Task directions » Your response must be an exact transcription of the lines from the one containing "Mark every instance of the blue sky" through the final line of the data.

= = = =

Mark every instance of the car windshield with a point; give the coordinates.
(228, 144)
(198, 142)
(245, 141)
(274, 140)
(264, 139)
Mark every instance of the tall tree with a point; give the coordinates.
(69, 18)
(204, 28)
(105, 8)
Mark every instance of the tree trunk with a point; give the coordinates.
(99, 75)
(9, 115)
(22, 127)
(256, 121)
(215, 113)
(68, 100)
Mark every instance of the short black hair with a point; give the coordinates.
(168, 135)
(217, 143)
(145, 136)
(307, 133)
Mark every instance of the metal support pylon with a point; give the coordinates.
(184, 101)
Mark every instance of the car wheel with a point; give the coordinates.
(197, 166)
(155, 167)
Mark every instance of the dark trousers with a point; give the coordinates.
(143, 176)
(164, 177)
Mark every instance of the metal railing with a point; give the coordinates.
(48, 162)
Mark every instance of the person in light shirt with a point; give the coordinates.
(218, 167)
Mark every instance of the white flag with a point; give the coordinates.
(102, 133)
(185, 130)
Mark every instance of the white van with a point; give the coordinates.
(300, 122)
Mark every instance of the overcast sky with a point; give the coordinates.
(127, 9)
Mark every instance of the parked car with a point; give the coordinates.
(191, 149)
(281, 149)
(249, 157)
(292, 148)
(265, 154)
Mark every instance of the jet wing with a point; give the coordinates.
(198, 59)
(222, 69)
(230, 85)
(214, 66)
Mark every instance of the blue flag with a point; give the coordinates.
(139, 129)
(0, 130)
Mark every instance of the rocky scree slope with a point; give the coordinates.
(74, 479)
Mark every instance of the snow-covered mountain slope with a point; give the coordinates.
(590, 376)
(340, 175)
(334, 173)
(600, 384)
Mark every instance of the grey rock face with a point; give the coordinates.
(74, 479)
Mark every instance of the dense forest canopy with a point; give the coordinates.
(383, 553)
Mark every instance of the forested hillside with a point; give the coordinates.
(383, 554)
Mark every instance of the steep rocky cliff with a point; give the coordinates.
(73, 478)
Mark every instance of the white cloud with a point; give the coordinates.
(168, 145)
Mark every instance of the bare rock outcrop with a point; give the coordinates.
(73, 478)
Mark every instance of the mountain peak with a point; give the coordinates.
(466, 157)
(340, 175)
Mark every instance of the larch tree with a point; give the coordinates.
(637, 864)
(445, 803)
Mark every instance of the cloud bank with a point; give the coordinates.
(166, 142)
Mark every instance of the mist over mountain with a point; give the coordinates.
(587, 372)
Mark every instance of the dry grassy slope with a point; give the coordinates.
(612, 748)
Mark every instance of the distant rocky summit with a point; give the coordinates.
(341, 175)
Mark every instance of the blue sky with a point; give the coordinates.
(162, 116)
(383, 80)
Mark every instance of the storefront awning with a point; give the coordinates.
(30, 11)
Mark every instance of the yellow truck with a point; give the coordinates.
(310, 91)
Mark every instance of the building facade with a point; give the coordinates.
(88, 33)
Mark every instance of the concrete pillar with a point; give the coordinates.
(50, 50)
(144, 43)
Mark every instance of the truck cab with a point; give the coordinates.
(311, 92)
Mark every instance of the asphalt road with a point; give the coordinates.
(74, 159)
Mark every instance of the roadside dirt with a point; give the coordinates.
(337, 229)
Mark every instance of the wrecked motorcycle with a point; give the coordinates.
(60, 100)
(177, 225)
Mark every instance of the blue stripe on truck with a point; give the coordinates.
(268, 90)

= = = =

Response to this task »
Mark every instance of the blue sky with a point; give the coordinates.
(162, 116)
(383, 80)
Mark every instance of the storefront awning with a point; give the coordinates.
(30, 11)
Mark every instance of the yellow truck with a point; give the coordinates.
(310, 91)
Mark every instance of the building facade with a point; give the coordinates.
(88, 33)
Mark every instance of the concrete pillar with a point; give the coordinates.
(50, 50)
(144, 43)
Mark every instance of the truck cab with a point; give the coordinates.
(311, 92)
Mark every instance of the asphalt road with a point; give the coordinates.
(74, 159)
Mark every instance of the roadside dirt with a point; give the coordinates.
(337, 229)
Mark every instance of the wrecked motorcycle with a point; give the coordinates.
(60, 100)
(177, 225)
Mark every instance of the blue stripe on truck with a point; give the coordinates.
(268, 90)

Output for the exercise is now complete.